[Exercise tasks]:
A – From the post on metadata schemas, set down word for word the passage starting at "The value type" and ending at "of content item).".
B – Pull out the lines of the records word for word, starting at the very first line of the records and ending at the line that contains "point(237, 168)", with both of those lines included.

[Document excerpt]:

════════

The Accidental Taxonomist: October 2025

Friday, October 31, 2025

Types of Metadata Schemas

Taxonomies or sets of controlled vocabularies are typically implemented as values for various metadata elements (also called metadata properties or fields). Metadata elements that contain controlled vocabularies could be Topic, Activity, Location, Organization Name, People/Role Type, Document Type, Content Language, etc. These are often implemented as facets in faceted search, although they do not have to be. There may be additional metadata elements for non-taxonomy values, such as Document Title, Image Caption, Creator/Author, Creation Date, Rights Status, etc. In addition to designing taxonomies, in my consulting projects I often also design such broader metadata schemas.

Custom Metadata Schemas

A custom (use case-specific) metadata schema specifies which metadata elements to include for different purposes. These include content tagging and management, content workflow management, end-user search filters, or merely displayed on content records for identification.

A custom metadata schema may specify the following:

A definition for each metadata element
Sample values for each metadata element
In what user interfaces the metadata element appears
The ownership or authority of a metadata element, whether a department or role

A custom metadata schema also specifies rules about the application of each metadata element, including:

The value type for the metadata element (For example, controlled vocabulary terms, uncontrolled keywords, free text, date, integers, Boolean yes/no, etc.)
Whether assignment of a value from the metadata element is required or optional for each content item (or depends on the specific type of content item).
Whether the assignment of the values from the metadata element is limited to just one or can be multiple, which is referred to as “cardinality.” (For example, the assignment of only one Document Type but up to four Topics per content item.)

Table example of a custom metadata scheme

Example of a Custom Metadata Schema

Standard Metadata Element Sets and Schemas

In the context of metadata schemas, there exist not only these custom metadata schemas, but also standard metadata sets of elements and their schemas. They provide predefined metadata elements that are intended to be sufficiently generic for various use cases. Perhaps the most widely used standard metadata schema in is Dublin Core, which is a set of 15 basic (core) elements intended for published documents. These elements are Title, Subject, Description, Type, Source, Relations, Coverage, Creator, Publisher, Contributor, Rights, Date, Format, Identifier, and Language. There are other standard metadata schema that are somewhat more specific for a subject domain, such as IPTC (International Press Telecommunications Council) metadata which is intended for images. When standard data notation, such as XML or RDF, whose specification may also part of the standard metadata scheme, metadata can then be shared.

════════

[Records shown]:
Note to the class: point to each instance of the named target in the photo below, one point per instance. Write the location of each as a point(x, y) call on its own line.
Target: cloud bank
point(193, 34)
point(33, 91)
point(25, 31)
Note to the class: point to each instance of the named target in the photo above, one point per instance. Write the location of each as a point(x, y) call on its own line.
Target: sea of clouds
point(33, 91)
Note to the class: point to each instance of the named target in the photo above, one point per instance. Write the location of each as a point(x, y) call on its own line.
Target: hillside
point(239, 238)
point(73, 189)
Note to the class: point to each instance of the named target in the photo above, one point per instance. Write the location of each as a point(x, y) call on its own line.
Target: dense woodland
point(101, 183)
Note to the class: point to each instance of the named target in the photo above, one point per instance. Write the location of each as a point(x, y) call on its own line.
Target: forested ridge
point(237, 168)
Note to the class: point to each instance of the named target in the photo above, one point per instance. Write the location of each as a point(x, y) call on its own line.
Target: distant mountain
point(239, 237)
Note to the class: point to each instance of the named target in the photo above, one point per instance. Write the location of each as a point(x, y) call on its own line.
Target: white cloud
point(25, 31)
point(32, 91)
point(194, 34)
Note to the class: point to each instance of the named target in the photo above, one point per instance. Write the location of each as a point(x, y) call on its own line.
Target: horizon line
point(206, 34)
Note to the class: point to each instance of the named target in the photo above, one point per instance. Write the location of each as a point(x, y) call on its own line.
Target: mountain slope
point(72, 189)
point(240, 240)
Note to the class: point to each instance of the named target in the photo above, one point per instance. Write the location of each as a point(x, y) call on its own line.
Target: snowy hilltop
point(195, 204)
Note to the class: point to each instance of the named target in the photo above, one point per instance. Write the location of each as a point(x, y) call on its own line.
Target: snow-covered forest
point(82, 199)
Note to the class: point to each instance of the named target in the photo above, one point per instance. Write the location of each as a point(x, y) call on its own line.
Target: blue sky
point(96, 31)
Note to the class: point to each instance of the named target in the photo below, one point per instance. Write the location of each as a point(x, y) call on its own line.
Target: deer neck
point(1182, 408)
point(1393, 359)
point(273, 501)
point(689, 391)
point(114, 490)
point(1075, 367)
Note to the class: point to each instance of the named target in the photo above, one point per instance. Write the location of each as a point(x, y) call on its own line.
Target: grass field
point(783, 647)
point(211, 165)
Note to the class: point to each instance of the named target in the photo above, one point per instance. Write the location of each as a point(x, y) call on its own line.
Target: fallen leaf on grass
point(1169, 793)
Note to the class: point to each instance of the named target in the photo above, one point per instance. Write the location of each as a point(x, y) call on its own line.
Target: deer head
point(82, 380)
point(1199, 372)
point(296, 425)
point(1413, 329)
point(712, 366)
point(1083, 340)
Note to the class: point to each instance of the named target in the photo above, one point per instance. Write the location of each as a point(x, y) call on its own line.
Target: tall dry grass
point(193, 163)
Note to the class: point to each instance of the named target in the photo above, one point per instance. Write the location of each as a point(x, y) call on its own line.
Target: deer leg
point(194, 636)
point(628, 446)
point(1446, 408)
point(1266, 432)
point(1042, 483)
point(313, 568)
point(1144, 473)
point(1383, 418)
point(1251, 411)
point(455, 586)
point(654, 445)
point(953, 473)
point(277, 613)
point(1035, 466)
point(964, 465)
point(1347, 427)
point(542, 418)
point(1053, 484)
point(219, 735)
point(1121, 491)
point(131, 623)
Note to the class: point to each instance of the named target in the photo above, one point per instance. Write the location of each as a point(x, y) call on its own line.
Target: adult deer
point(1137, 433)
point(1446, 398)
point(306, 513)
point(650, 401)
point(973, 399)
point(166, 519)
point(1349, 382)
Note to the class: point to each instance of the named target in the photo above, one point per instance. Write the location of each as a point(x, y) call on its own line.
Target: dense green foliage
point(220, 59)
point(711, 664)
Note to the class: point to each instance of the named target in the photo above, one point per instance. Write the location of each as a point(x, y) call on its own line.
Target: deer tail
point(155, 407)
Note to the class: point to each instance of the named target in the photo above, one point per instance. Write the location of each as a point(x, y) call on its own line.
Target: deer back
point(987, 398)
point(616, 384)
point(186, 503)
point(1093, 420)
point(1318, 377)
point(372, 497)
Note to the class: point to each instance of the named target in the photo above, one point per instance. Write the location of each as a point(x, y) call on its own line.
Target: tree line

════════

[Problem solutions]:
A –
The value type for the metadata element (For example, controlled vocabulary terms, uncontrolled keywords, free text, date, integers, Boolean yes/no, etc.)
Whether assignment of a value from the metadata element is required or optional for each content item (or depends on the specific type of content item).

B –
Note to the class: point to each instance of the named target in the photo below, one point per instance. Write the location of each as a point(x, y) call on its own line.
Target: cloud bank
point(193, 34)
point(33, 91)
point(25, 31)
Note to the class: point to each instance of the named target in the photo above, one point per instance. Write the location of each as a point(x, y) call on its own line.
Target: sea of clouds
point(33, 91)
Note to the class: point to each instance of the named target in the photo above, one point per instance. Write the location of each as a point(x, y) call on its own line.
Target: hillside
point(239, 238)
point(73, 189)
Note to the class: point to each instance of the named target in the photo above, one point per instance. Write the location of each as a point(x, y) call on its own line.
Target: dense woodland
point(101, 183)
Note to the class: point to each instance of the named target in the photo above, one point per instance. Write the location of each as a point(x, y) call on its own line.
Target: forested ridge
point(237, 168)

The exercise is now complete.